> _YOUR ASSIGNMENT_
Return all the data exactly, keeping the pictures out.

> _Stored data entries_
-------

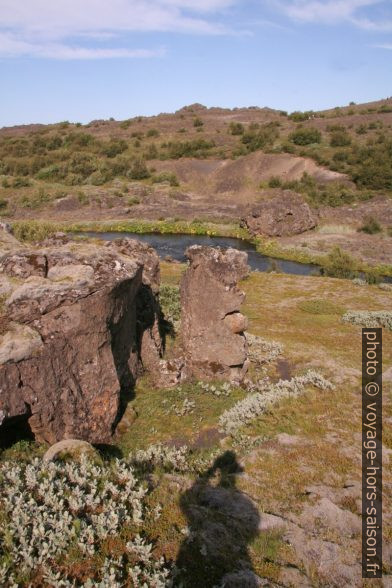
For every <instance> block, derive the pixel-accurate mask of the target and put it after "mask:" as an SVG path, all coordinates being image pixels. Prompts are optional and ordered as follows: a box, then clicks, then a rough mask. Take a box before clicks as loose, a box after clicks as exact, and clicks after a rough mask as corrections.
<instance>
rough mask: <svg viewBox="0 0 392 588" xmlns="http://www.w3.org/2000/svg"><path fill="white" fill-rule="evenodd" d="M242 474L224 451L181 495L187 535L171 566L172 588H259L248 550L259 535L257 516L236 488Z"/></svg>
mask: <svg viewBox="0 0 392 588" xmlns="http://www.w3.org/2000/svg"><path fill="white" fill-rule="evenodd" d="M242 471H243V469H242V468H241V466H240V465H239V463H238V462H237V458H236V455H235V453H234V452H232V451H226V452H225V453H223V454H222V455H221V456H219V457H218V458H217V459H216V460H215V462H214V464H213V465H212V467H211V468H209V469H208V470H207V471H206V472H204V473H203V474H201V475H200V476H199V477H198V479H197V480H196V481H195V483H194V484H193V485H192V487H191V488H190V489H189V490H187V491H186V492H184V494H183V495H182V497H181V499H180V505H181V508H182V511H183V513H184V515H185V517H186V518H187V522H188V529H189V533H188V536H187V537H186V539H185V540H184V542H183V544H182V545H181V548H180V551H179V554H178V558H177V562H176V565H177V568H178V569H179V575H178V577H177V581H176V586H182V587H184V588H196V587H197V588H200V587H201V586H203V588H212V587H214V586H225V588H226V587H227V588H228V587H231V588H234V587H236V588H237V587H238V588H240V587H241V588H256V587H257V586H258V582H257V577H256V575H255V574H254V572H253V568H252V562H251V558H250V554H249V549H248V546H249V544H250V543H251V542H252V541H253V540H254V539H255V537H256V536H257V535H258V528H259V523H260V516H259V513H258V510H257V508H256V507H255V505H254V504H253V502H252V501H251V499H250V498H249V497H248V496H246V495H245V494H244V493H243V492H241V491H240V490H239V489H238V488H237V486H236V477H237V475H238V474H240V473H241V472H242Z"/></svg>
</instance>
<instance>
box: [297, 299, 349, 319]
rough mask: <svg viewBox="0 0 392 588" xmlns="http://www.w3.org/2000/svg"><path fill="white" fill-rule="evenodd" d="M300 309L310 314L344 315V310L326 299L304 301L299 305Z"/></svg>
mask: <svg viewBox="0 0 392 588" xmlns="http://www.w3.org/2000/svg"><path fill="white" fill-rule="evenodd" d="M298 308H299V309H300V310H303V311H304V312H308V313H309V314H325V315H329V314H338V315H342V314H343V313H344V311H345V310H344V308H342V307H341V306H338V305H337V304H334V303H333V302H330V301H329V300H325V299H317V298H315V299H313V300H304V301H303V302H300V303H299V304H298Z"/></svg>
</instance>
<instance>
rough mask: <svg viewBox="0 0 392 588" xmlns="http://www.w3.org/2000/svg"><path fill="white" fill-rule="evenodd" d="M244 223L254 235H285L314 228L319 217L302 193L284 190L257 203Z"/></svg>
mask: <svg viewBox="0 0 392 588" xmlns="http://www.w3.org/2000/svg"><path fill="white" fill-rule="evenodd" d="M242 225H243V226H244V227H246V228H247V229H248V230H249V231H250V233H251V234H253V235H266V236H269V237H285V236H290V235H297V234H300V233H304V232H305V231H309V230H310V229H313V228H314V227H315V226H316V225H317V217H316V216H315V214H314V213H313V212H312V211H311V209H310V207H309V205H308V204H307V203H306V202H305V201H304V199H303V198H302V196H301V195H300V194H297V193H295V192H292V191H290V190H283V191H282V193H281V195H280V196H277V197H275V198H271V199H270V200H265V201H263V202H260V203H259V204H257V205H255V206H254V207H253V208H252V209H251V211H250V213H249V214H248V215H247V216H246V217H245V218H243V219H242Z"/></svg>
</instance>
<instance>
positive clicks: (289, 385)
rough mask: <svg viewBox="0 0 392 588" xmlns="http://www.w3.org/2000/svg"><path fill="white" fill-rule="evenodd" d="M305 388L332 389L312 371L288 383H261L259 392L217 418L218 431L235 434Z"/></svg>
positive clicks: (297, 396)
mask: <svg viewBox="0 0 392 588" xmlns="http://www.w3.org/2000/svg"><path fill="white" fill-rule="evenodd" d="M306 386H315V387H317V388H319V389H321V390H331V389H333V385H332V384H331V382H329V381H328V380H326V379H325V378H323V376H321V375H320V374H319V373H317V372H315V371H313V370H310V371H309V372H308V373H307V374H305V375H304V376H297V377H295V378H292V379H291V380H289V381H287V380H279V382H277V383H276V384H271V383H270V382H269V381H266V382H265V381H264V382H263V381H262V382H261V383H260V384H259V386H258V389H259V392H257V393H256V394H252V395H250V396H247V397H246V398H245V399H244V400H240V401H239V402H237V403H236V404H235V405H234V406H233V407H232V408H230V409H228V410H226V411H225V412H224V413H223V414H222V415H221V416H220V417H219V425H220V430H221V431H222V432H224V433H227V434H233V433H235V432H236V431H237V429H239V428H240V427H242V426H244V425H246V424H248V423H250V422H251V421H253V420H254V419H256V418H257V417H259V416H260V415H262V414H263V413H265V412H266V411H267V410H268V409H269V408H270V407H271V406H273V405H274V404H277V403H278V402H279V401H281V400H283V399H284V398H296V397H298V396H299V395H300V394H302V393H303V392H304V391H305V388H306Z"/></svg>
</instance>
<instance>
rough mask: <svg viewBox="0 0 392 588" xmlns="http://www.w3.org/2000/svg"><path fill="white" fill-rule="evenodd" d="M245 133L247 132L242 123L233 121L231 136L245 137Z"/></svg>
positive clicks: (229, 128) (230, 130)
mask: <svg viewBox="0 0 392 588" xmlns="http://www.w3.org/2000/svg"><path fill="white" fill-rule="evenodd" d="M244 131H245V129H244V125H243V124H242V123H238V122H234V121H232V122H231V123H230V124H229V133H230V135H243V134H244Z"/></svg>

-------

> _YOUR SOLUTION_
For every <instance> block, derive the pixel-accurate mask of the target and put it after "mask:" as an SVG path, all coordinates being image pixels. Prompts are optional and ordered as follows: a box, then clicks, then a rough mask. Take a box before clicks as loose, a box after clicks as exact, and clicks after a rough mask as corrections.
<instance>
rough mask: <svg viewBox="0 0 392 588" xmlns="http://www.w3.org/2000/svg"><path fill="white" fill-rule="evenodd" d="M242 474L224 451L181 495L187 535L171 566L172 588H259L248 550L259 535L257 516L236 488Z"/></svg>
mask: <svg viewBox="0 0 392 588" xmlns="http://www.w3.org/2000/svg"><path fill="white" fill-rule="evenodd" d="M242 471H243V469H242V468H241V466H240V465H239V463H238V462H237V458H236V455H235V453H234V452H232V451H226V452H225V453H223V454H222V455H221V456H219V457H218V458H217V459H216V460H215V462H214V464H213V465H212V467H211V468H209V469H208V470H207V471H206V472H204V473H203V474H201V475H200V476H199V477H198V479H197V480H196V481H195V483H194V484H193V485H192V487H191V488H190V489H189V490H187V491H186V492H184V494H183V495H182V497H181V499H180V505H181V508H182V511H183V513H184V515H185V517H186V518H187V522H188V529H189V533H188V536H187V537H186V539H185V540H184V542H183V544H182V545H181V548H180V551H179V554H178V558H177V562H176V565H177V568H178V569H179V575H178V577H177V581H176V586H182V587H184V588H196V587H197V588H200V587H201V586H203V588H212V587H214V586H225V588H226V587H227V588H228V587H231V588H234V587H236V588H237V587H238V588H240V587H241V588H256V587H257V586H258V582H257V577H256V575H255V574H254V572H253V568H252V562H251V558H250V554H249V549H248V546H249V544H250V543H251V542H252V541H253V540H254V539H255V537H256V536H257V535H258V528H259V523H260V516H259V513H258V510H257V508H256V507H255V505H254V504H253V502H252V501H251V499H250V498H249V497H248V496H246V495H245V494H244V493H243V492H241V491H240V490H239V489H238V488H237V486H236V477H237V475H238V474H240V473H241V472H242Z"/></svg>
</instance>
<instance>
box: [297, 299, 349, 319]
rough mask: <svg viewBox="0 0 392 588" xmlns="http://www.w3.org/2000/svg"><path fill="white" fill-rule="evenodd" d="M300 309L310 314L344 315V310L326 299L304 301L299 305Z"/></svg>
mask: <svg viewBox="0 0 392 588" xmlns="http://www.w3.org/2000/svg"><path fill="white" fill-rule="evenodd" d="M298 308H299V309H300V310H303V311H304V312H308V313H309V314H325V315H329V314H338V315H342V314H343V313H344V311H345V310H344V308H342V307H341V306H338V305H337V304H334V303H333V302H330V301H329V300H325V299H317V298H315V299H313V300H304V301H303V302H300V303H299V304H298Z"/></svg>
</instance>
<instance>
rough mask: <svg viewBox="0 0 392 588" xmlns="http://www.w3.org/2000/svg"><path fill="white" fill-rule="evenodd" d="M244 223L254 235H285L314 228L319 217L302 193L284 190L257 203Z"/></svg>
mask: <svg viewBox="0 0 392 588" xmlns="http://www.w3.org/2000/svg"><path fill="white" fill-rule="evenodd" d="M242 225H243V226H244V227H246V228H247V229H248V230H249V231H250V233H251V234H253V235H266V236H269V237H285V236H290V235H297V234H300V233H304V232H305V231H309V230H310V229H313V228H314V227H315V226H316V225H317V217H316V216H315V214H314V213H313V212H312V211H311V209H310V207H309V205H308V204H307V203H306V202H305V201H304V199H303V198H302V196H301V195H300V194H297V193H295V192H292V191H290V190H283V191H282V193H281V195H280V196H277V197H275V198H271V199H270V200H265V201H263V202H260V203H259V204H257V205H255V206H254V207H253V208H252V209H251V211H250V213H249V214H248V215H247V216H246V217H245V218H243V219H242Z"/></svg>
</instance>
<instance>
positive clicks: (289, 385)
rough mask: <svg viewBox="0 0 392 588" xmlns="http://www.w3.org/2000/svg"><path fill="white" fill-rule="evenodd" d="M305 388L332 389L312 371L288 383H261L259 392L217 418L218 431L235 434Z"/></svg>
positive clicks: (297, 396)
mask: <svg viewBox="0 0 392 588" xmlns="http://www.w3.org/2000/svg"><path fill="white" fill-rule="evenodd" d="M306 386H315V387H317V388H319V389H321V390H331V389H333V385H332V384H331V382H329V381H328V380H326V379H325V378H323V376H321V375H320V374H319V373H317V372H315V371H313V370H310V371H309V372H308V373H307V374H305V375H304V376H297V377H295V378H292V379H291V380H289V381H287V380H279V382H277V383H276V384H271V383H270V382H269V381H266V382H265V381H264V382H263V381H262V382H261V383H260V384H259V386H258V389H259V392H257V393H256V394H252V395H250V396H247V397H246V398H245V399H244V400H240V401H239V402H237V403H236V404H235V405H234V406H233V407H232V408H230V409H228V410H226V411H225V412H224V413H223V414H222V415H221V416H220V417H219V425H220V430H221V431H222V432H224V433H227V434H233V433H235V432H236V431H237V429H239V428H240V427H242V426H244V425H246V424H248V423H250V422H251V421H253V420H254V419H256V418H257V417H259V416H260V415H262V414H263V413H265V412H266V411H267V410H268V409H269V408H270V407H271V406H273V405H274V404H277V403H278V402H279V401H281V400H283V399H284V398H296V397H298V396H299V395H300V394H302V393H303V392H304V391H305V388H306Z"/></svg>
</instance>
<instance>
rough mask: <svg viewBox="0 0 392 588" xmlns="http://www.w3.org/2000/svg"><path fill="white" fill-rule="evenodd" d="M245 133L247 132L242 123L233 121L231 136L245 137Z"/></svg>
positive clicks: (229, 128) (230, 130)
mask: <svg viewBox="0 0 392 588" xmlns="http://www.w3.org/2000/svg"><path fill="white" fill-rule="evenodd" d="M244 131H245V129H244V125H243V124H242V123H238V122H234V121H232V122H231V123H230V124H229V133H230V135H243V134H244Z"/></svg>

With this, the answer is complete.